On reconnect, log a `connection_restored_after` event so the UI can
surface the gap. Document that HA does not support event replay.
2. **Area registry.** Pulling `area_id` for entities requires a separate
`config/area_registry/list` WS call. Decision needed: fetch once on
connect and cache, refetch on `area_registry_updated` event, or skip
`area` from the context entirely in v1. Recommendation: fetch on
connect, refetch on `area_registry_updated`, skip if it fails (best-effort).
3. **TLS verification for self-signed HA.** Homelab users often have
self-signed certs. Need a `verify_tls: bool` config field (default true)
and a clear warning when disabled. Same pattern as
`NOTIFY_BRIDGE_ALLOW_PRIVATE_URLS` for the SSRF case.
4. **Backpressure.** HA's `state_changed` can fire hundreds of events per
minute in a busy install. The subscription manager must drop or coalesce
if the dispatcher backlog grows beyond a threshold. Cheapest cut: a
bounded `asyncio.Queue` between WS receiver and dispatch — `put_nowait`
with overflow counter visible in the event log.
5. **Entity filter precedence.** Tracking-config has `collection_ids`
(entity_id list) and we want `entity_glob` + `domain_allowlist`. Decision:
if both `collection_ids` and globs are set, union them (any match passes).
Documented prominently in the tracker UI.
6. **Library choice.** `hass-client` is a Python WS client maintained by the
HA community; alternative is rolling our own with `websockets`. The
latter is ~150 LOC and has no external dependency surface. Recommendation:
roll our own. Re-evaluate if Phase 3 needs registry-aware service calls.
## Phase 2 — Bot Commands
Adds Telegram bot commands for HA tracking configs.
- `/status` — connection status, subscribed event count
- `/entities <glob>` — list matching entities + current state
- `/state <entity_id>` — full state + attributes for one entity
- `/areas` — area registry summary
- `/help`
These use the existing WS connection (no new client) via WS commands
`get_states`, `config/area_registry/list`. Template slots and command
template configs follow the same pattern as Gitea/Planka — see
[CLAUDE.md](../../CLAUDE.md) rule 7 / rule 11 for the full set of locations
that must be updated.

- **Provided data**
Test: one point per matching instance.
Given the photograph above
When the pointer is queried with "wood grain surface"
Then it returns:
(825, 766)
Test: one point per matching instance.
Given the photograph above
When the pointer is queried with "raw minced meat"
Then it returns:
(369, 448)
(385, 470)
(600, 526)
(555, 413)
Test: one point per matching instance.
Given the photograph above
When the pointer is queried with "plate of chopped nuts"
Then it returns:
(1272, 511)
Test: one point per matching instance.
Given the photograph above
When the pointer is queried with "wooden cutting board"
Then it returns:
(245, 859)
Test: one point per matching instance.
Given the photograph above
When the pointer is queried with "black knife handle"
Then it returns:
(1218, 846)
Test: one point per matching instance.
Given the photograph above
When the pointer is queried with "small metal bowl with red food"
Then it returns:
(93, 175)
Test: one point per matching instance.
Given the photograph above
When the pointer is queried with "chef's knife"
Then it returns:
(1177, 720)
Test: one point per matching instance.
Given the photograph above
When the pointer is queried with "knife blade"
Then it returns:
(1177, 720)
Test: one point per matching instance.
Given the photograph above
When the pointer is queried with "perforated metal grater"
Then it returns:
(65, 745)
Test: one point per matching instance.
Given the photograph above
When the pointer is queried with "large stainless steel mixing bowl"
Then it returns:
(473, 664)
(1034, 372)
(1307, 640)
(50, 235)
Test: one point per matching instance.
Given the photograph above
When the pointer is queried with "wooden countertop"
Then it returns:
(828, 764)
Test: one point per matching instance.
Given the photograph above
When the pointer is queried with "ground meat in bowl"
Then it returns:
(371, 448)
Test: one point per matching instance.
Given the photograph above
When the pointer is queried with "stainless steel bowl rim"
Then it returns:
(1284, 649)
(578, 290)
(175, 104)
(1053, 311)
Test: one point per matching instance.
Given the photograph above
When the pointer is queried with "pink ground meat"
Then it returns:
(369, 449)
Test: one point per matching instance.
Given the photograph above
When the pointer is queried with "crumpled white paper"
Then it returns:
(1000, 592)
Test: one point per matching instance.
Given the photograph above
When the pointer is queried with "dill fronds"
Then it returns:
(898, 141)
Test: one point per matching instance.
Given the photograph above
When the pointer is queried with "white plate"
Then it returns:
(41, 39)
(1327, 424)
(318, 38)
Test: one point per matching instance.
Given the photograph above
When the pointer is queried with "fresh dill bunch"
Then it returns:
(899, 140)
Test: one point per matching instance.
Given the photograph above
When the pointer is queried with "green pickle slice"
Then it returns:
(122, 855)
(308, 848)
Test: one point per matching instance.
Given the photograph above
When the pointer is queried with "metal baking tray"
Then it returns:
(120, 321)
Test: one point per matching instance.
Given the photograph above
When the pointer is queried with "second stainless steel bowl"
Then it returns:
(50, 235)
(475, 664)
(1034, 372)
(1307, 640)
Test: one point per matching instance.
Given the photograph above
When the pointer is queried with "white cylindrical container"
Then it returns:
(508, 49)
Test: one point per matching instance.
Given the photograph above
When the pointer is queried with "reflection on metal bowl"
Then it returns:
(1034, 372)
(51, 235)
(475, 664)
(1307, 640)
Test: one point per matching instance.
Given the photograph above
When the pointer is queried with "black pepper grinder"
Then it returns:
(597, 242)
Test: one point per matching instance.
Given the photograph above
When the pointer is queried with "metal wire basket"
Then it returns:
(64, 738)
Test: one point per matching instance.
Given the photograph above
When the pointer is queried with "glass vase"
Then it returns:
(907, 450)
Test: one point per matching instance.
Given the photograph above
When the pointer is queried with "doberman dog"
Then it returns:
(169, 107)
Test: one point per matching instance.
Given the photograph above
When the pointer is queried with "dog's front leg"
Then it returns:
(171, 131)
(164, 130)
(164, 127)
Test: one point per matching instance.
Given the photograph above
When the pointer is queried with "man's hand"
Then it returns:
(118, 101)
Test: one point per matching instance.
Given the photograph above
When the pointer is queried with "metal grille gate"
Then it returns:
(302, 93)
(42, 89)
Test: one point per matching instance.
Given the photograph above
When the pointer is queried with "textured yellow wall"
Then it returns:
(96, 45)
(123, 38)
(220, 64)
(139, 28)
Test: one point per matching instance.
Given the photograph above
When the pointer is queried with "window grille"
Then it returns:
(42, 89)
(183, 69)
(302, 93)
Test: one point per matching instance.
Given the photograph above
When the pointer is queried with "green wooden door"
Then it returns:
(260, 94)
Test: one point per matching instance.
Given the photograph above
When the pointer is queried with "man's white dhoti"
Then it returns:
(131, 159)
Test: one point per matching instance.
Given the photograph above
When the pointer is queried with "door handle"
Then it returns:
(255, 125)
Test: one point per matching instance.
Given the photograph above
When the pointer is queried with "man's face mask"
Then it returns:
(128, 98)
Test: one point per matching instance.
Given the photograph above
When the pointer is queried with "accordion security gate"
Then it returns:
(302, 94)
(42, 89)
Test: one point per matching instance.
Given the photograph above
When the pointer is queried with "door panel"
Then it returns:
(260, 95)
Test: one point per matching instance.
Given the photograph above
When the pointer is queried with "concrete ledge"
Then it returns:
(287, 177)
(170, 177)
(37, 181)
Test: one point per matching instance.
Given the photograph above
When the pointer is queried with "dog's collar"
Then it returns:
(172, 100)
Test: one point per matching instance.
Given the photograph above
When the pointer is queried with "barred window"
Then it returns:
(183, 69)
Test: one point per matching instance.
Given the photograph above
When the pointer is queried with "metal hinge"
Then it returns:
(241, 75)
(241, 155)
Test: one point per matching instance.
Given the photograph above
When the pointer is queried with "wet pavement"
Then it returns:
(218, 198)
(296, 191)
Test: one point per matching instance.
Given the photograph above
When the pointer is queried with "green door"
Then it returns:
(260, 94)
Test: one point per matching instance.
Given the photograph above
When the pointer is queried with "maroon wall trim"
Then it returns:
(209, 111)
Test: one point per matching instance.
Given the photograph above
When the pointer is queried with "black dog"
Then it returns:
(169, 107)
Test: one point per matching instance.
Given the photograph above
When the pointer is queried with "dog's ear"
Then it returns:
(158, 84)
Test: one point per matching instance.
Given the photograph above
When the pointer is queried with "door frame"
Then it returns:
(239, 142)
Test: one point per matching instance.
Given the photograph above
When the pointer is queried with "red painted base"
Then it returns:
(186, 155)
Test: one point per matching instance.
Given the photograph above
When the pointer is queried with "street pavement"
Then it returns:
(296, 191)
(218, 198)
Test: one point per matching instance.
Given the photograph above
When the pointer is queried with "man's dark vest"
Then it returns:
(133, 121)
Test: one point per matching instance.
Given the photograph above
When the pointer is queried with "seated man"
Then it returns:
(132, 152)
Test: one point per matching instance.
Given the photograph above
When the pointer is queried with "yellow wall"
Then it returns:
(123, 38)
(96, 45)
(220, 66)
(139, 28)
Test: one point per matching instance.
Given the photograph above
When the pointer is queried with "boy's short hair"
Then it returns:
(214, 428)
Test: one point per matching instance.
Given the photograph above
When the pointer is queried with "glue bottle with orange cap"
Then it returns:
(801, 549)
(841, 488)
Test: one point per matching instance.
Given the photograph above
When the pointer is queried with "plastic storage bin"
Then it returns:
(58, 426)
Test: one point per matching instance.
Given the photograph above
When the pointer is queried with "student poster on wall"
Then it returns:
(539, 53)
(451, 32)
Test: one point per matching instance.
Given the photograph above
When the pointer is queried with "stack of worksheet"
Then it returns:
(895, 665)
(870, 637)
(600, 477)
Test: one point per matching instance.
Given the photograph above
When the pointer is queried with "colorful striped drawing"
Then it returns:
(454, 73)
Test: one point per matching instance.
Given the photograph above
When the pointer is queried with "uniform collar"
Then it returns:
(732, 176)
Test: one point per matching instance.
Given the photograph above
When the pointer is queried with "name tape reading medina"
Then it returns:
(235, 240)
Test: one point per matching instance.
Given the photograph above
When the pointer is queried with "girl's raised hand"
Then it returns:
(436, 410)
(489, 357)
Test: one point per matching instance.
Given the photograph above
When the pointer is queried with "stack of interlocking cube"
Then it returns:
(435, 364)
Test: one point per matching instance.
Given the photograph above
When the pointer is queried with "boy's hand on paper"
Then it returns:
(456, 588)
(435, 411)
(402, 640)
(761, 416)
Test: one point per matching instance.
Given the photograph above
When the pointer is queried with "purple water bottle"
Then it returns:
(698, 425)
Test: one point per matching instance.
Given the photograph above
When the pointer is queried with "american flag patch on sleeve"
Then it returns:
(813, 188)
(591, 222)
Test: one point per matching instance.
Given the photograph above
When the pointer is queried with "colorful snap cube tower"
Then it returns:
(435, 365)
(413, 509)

- **Goal of the exercise**
Could you reproduce the Home Assistant design notes above word for word, from start to end?

- **Problem solution**
On reconnect, log a `connection_restored_after` event so the UI can
surface the gap. Document that HA does not support event replay.
2. **Area registry.** Pulling `area_id` for entities requires a separate
`config/area_registry/list` WS call. Decision needed: fetch once on
connect and cache, refetch on `area_registry_updated` event, or skip
`area` from the context entirely in v1. Recommendation: fetch on
connect, refetch on `area_registry_updated`, skip if it fails (best-effort).
3. **TLS verification for self-signed HA.** Homelab users often have
self-signed certs. Need a `verify_tls: bool` config field (default true)
and a clear warning when disabled. Same pattern as
`NOTIFY_BRIDGE_ALLOW_PRIVATE_URLS` for the SSRF case.
4. **Backpressure.** HA's `state_changed` can fire hundreds of events per
minute in a busy install. The subscription manager must drop or coalesce
if the dispatcher backlog grows beyond a threshold. Cheapest cut: a
bounded `asyncio.Queue` between WS receiver and dispatch — `put_nowait`
with overflow counter visible in the event log.
5. **Entity filter precedence.** Tracking-config has `collection_ids`
(entity_id list) and we want `entity_glob` + `domain_allowlist`. Decision:
if both `collection_ids` and globs are set, union them (any match passes).
Documented prominently in the tracker UI.
6. **Library choice.** `hass-client` is a Python WS client maintained by the
HA community; alternative is rolling our own with `websockets`. The
latter is ~150 LOC and has no external dependency surface. Recommendation:
roll our own. Re-evaluate if Phase 3 needs registry-aware service calls.
## Phase 2 — Bot Commands
Adds Telegram bot commands for HA tracking configs.
- `/status` — connection status, subscribed event count
- `/entities <glob>` — list matching entities + current state
- `/state <entity_id>` — full state + attributes for one entity
- `/areas` — area registry summary
- `/help`
These use the existing WS connection (no new client) via WS commands
`get_states`, `config/area_registry/list`. Template slots and command
template configs follow the same pattern as Gitea/Planka — see
[CLAUDE.md](../../CLAUDE.md) rule 7 / rule 11 for the full set of locations
that must be updated.